● WRITTEN EXERCISE: Reproduce all of the material below word for word, leaving out the pictures.
##### DATA PROVIDED
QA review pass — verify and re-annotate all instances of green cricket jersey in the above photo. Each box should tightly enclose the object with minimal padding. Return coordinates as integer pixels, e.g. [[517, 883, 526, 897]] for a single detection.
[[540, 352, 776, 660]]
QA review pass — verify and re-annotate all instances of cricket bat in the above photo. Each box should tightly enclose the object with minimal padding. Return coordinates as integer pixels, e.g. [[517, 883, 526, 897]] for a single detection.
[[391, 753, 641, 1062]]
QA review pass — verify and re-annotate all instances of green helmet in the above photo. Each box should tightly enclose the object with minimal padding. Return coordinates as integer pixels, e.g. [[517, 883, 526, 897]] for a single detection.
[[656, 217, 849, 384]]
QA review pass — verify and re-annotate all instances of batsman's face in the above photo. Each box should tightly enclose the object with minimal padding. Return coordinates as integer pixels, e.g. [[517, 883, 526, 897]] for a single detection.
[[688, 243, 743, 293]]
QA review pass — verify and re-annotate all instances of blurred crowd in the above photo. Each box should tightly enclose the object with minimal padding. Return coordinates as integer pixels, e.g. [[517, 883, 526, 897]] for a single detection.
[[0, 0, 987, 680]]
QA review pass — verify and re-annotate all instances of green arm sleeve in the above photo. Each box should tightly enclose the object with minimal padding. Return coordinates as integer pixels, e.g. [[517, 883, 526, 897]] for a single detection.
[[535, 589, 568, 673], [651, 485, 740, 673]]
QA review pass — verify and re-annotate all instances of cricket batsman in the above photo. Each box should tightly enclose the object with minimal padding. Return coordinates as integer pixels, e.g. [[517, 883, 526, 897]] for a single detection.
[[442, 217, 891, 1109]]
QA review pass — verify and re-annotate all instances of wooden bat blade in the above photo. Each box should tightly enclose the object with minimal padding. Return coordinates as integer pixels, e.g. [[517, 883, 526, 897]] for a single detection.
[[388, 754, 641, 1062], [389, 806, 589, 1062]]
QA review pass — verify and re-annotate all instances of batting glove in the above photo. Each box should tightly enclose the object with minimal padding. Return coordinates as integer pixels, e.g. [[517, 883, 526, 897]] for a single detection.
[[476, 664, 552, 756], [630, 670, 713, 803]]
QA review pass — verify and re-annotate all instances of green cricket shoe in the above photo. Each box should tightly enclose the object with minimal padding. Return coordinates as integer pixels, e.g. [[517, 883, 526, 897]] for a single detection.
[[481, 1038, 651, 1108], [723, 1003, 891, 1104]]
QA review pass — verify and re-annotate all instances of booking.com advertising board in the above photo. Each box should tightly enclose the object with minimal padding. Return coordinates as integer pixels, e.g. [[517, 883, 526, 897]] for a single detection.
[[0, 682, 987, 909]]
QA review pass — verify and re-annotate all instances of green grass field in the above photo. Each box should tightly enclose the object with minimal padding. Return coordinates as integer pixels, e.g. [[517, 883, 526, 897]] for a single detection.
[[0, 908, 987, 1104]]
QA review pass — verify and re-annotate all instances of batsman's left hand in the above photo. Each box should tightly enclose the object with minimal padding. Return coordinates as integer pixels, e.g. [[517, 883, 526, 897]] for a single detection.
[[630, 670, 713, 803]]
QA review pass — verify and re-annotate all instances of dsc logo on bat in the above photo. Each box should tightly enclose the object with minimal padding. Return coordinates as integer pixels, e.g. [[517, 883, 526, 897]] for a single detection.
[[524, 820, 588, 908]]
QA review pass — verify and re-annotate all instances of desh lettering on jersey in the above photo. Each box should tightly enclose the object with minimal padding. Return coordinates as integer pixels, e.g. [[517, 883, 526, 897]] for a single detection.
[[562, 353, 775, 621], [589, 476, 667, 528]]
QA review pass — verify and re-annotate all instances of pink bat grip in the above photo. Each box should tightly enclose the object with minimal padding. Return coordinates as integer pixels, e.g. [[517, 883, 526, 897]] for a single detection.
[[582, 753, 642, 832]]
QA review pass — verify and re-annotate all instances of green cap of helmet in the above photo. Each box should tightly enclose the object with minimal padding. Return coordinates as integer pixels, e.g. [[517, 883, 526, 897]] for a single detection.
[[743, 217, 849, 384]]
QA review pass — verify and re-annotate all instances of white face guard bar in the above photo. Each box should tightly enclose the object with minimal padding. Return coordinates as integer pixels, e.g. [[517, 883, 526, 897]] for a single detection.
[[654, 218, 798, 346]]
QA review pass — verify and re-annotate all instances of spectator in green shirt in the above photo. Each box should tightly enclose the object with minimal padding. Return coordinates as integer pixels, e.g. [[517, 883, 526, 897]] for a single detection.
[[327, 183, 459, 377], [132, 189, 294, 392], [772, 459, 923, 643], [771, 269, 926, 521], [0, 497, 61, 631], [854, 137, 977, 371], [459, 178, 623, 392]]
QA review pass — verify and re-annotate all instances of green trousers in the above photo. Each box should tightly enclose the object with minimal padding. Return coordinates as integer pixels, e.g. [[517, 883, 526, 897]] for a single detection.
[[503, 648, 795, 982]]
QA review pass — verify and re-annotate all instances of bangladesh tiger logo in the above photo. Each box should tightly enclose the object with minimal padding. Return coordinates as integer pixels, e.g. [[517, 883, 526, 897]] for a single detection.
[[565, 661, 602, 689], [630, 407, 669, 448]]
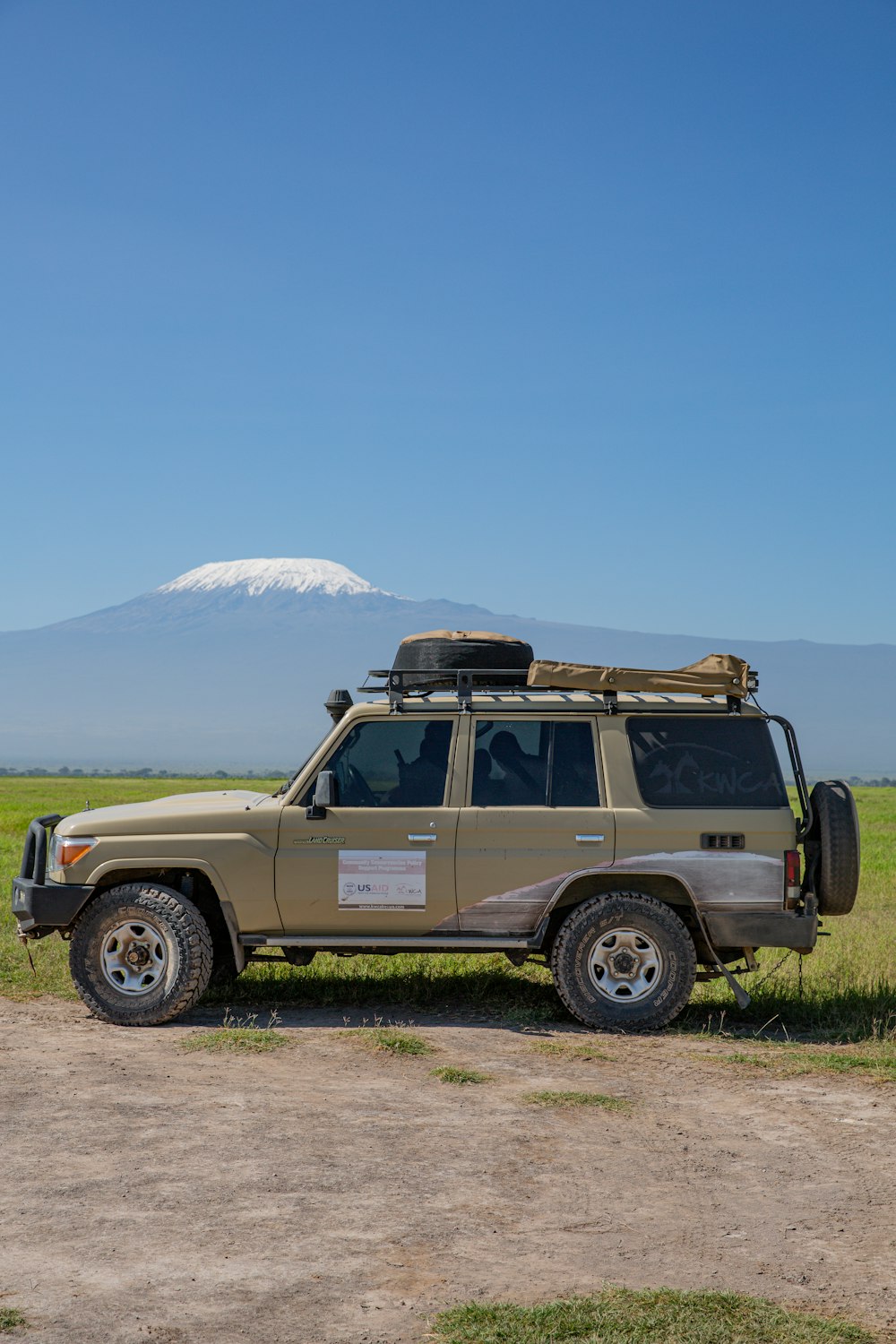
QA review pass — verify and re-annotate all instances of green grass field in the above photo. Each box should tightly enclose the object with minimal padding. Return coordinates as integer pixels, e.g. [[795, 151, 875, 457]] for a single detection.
[[0, 777, 896, 1058]]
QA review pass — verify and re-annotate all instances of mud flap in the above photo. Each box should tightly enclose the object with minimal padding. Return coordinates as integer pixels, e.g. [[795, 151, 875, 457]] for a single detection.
[[713, 956, 750, 1008], [691, 906, 751, 1008]]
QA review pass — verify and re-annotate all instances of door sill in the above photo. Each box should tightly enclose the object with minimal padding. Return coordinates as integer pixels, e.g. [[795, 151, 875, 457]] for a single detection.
[[239, 930, 543, 952]]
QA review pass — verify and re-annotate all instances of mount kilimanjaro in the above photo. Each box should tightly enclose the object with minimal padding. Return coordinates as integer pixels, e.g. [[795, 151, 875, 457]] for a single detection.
[[0, 559, 896, 776]]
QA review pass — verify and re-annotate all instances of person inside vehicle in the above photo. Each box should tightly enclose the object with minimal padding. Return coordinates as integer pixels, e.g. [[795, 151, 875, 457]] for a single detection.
[[489, 730, 548, 806], [390, 719, 452, 808]]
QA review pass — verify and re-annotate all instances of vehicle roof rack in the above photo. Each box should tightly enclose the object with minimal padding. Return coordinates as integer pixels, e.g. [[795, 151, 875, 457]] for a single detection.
##########
● RESPONSE TO THIS EXERCISE:
QA review pass — verify and re-annotate all instances of green cricket jersey in the above photo. Each box should tightly enclose the object with minimal padding. Return coordinates as integer pixels, e.g. [[517, 883, 526, 897]] for a single detection.
[[540, 352, 776, 660]]
QA review pass — verify and re-annotate all instances of cricket bat in the above photo. Each box should tightly enclose the object with minimal padding. Return coordinates as integer pixels, e.g. [[517, 883, 526, 897]] for a single detection.
[[391, 753, 641, 1062]]
QA review pass — verify and re-annotate all instances of green helmet in the above photo. Each box should tightly enclose the object with minimal padding. Return coordinates as integer pixels, e.g. [[517, 883, 526, 897]] for a single detection.
[[656, 217, 849, 384]]
QA review pass — verify and re-annotate all instances of batsman's face in the above photo. Each box should tightly enclose the object with minimal padding. Return coordinates as integer pixels, e.g. [[517, 883, 526, 897]] for a single detection.
[[688, 243, 743, 293]]
QA review pass — verify and re-annotate all instances of blurred crowd in the above photo. Each box should tightly enclose the object with minimal padding. Return coordinates as integer pixels, e.g. [[517, 883, 526, 897]] for a single detection.
[[0, 0, 987, 680]]
QA review pass — verify and re-annotate all instances of green arm sleeve in the above photo. Each box should tightly enclose the object with minimal padding. Return coordinates as integer pixels, e.g. [[517, 883, 526, 897]] for a single detection.
[[535, 589, 568, 673], [651, 485, 740, 673]]
QA review pass — verify and re-annotate all instances of cricket batsman in the above photo. Each box should tightly enclose the object with minimal padding. Return coordinates as integer pixels, e.g. [[517, 883, 526, 897]] for a single detection.
[[442, 217, 891, 1109]]
QA review pass — verify and re-annotate all instances of wooden bat blade in the above photo. Each box should tightly enclose the object with minimal padding. Return coordinates as integer pixels, e.g. [[517, 883, 526, 897]] for a single detection.
[[388, 754, 641, 1062], [389, 806, 589, 1062]]
QA review pass — verify and re-annotate all instances of batting glove in the above photo. Each box should tightly enclose the object with minimal padding. Return coordinates as integer pixels, e.g. [[517, 883, 526, 897]] for a single detection.
[[476, 664, 552, 756], [630, 670, 713, 803]]
QA review pass — verify and re-annotate all instances of green cricket shoe in the above photo. Each box should tightly enclose the object with minimal padding. Return coordinates as integer pixels, e.g. [[517, 883, 526, 897]] for a single detection.
[[481, 1038, 651, 1108], [723, 1003, 891, 1104]]
QA review pass — verify and re-annotate all instances of booking.com advertising board in the above photo. Each box should tightly enclose the object with minimal padding. Return coordinates as integer pixels, e.g. [[517, 883, 526, 897]] for a single detection.
[[0, 682, 987, 909]]
QA review pass — verify and re-annotate all instances of green grass field in the above photo. Each box should tightly enclose the object with minimal padding. Return coordinates as integer pixels, e.g. [[517, 883, 526, 897]] for a single detection.
[[0, 908, 987, 1104]]
QA review pass — verify and re-annotate all instances of batsman's left hand in the above photo. Each box should tightly enclose the object with minimal padding. Return coordinates as integer pixels, e.g. [[517, 883, 526, 897]] for a single detection.
[[630, 670, 713, 803]]
QA review pass — verify and re-annotate all instances of dsc logo on bat in the above photo. Each box should tightly enclose the object with minimal padding. Return coordinates as integer pixels, e.g. [[517, 883, 526, 897]] for a single detection.
[[524, 820, 588, 908]]
QA review pass — verify and re-annotate all instances of desh lettering on jersey in the above photo. Each box should tightly enclose the object with minimal padding. Return coordinates as integer pixels, e.g. [[517, 883, 526, 897]] for a single detection.
[[562, 353, 775, 621], [589, 476, 667, 528]]
QA review pass — verify and re-annotate all instances of pink bat grip in the above photo. Each box should tightly enclose the object with minimal padding. Return coordinates as integer pixels, e.g. [[517, 883, 526, 897]] for a single detection.
[[582, 753, 642, 832]]
QA review pass — verify and re-annotate all instances of green cap of helmet in the above photo. Each box should tightly enclose the object with minimal padding. Return coordinates as integer pixels, e.g. [[517, 883, 526, 897]] for a single detection.
[[743, 217, 849, 384]]
QA review pass — verify and re-annotate all instances of white face guard bar in the above photo. Each box should tightly enclose the object with minimal padding. Return coordinates as integer pixels, e.g. [[517, 883, 526, 897]] for a single detection.
[[654, 218, 798, 346]]
QA review pass — verify and re-annotate all instances of spectator in green shirt in the above photo. Each box should tightly enclose the object with minimal padding. Return coordinates as integer pixels, e.g. [[517, 883, 526, 897]] for a single detection.
[[327, 183, 459, 377], [132, 189, 294, 392], [772, 459, 923, 643], [771, 269, 926, 521], [0, 497, 61, 631], [854, 137, 977, 371], [459, 178, 623, 392]]
QA review pass — verify and re-annotate all instances of green trousers in the above photo. Each box should tightly enclose the object with minimal padding. Return coordinates as integer pixels, e.g. [[517, 883, 526, 897]] for a single detection.
[[503, 648, 795, 982]]
QA review pass — verify and re-annotate all instances of bangladesh tiger logo in the above photo. Each box should tightly enclose the object with minimal padding. Return coordinates as integer pixels, e.g. [[517, 883, 526, 897]] for a single detection.
[[565, 661, 602, 689], [630, 407, 669, 448]]
QA review pass — verify and re-annotate all instances of green grass field in the above photo. Each box should tightly enclose the object with minimal padding. Return coordinates as integer pixels, e.g. [[795, 151, 875, 457]] for a single detection.
[[0, 777, 896, 1058]]
QA review pass — verify and re-annotate all instances of mud flap in the above photo. Each box should tightly enclose the object with minimal padding. Return coordinates as integer pixels, e.g. [[795, 151, 875, 457]] for a single detection.
[[713, 956, 750, 1008], [691, 906, 751, 1008]]
QA review pass — verify and re-annotate all instances of door sill in the above photo. Each box should tightly enclose the object with minimal padding. Return coordinates as integer pixels, e.g. [[795, 151, 875, 457]] for a single detection.
[[239, 930, 543, 952]]
QA review pass — verify and re-annotate all instances of mount kilimanjaro in the above photo. Each box should tightly enclose the object with minimal padding. Return coordinates as integer pixels, e.g. [[795, 151, 875, 457]] for a single detection.
[[0, 559, 896, 776]]
QA review pass — verify and re-annotate all instances of person inside vehicle in the above photo. Each box should tightly enclose the object with minimal padding. Return coordinates as integer pixels, e.g. [[795, 151, 875, 457]] for a single detection.
[[489, 730, 548, 806], [390, 719, 452, 808]]
QA review pass — verify and re-annotate all instances of vehicle roof rack in the above photo. Each box should tightly enclose the object with minimal padding. Return coordinates as integer pixels, e.g. [[795, 151, 875, 457]] for a single detection.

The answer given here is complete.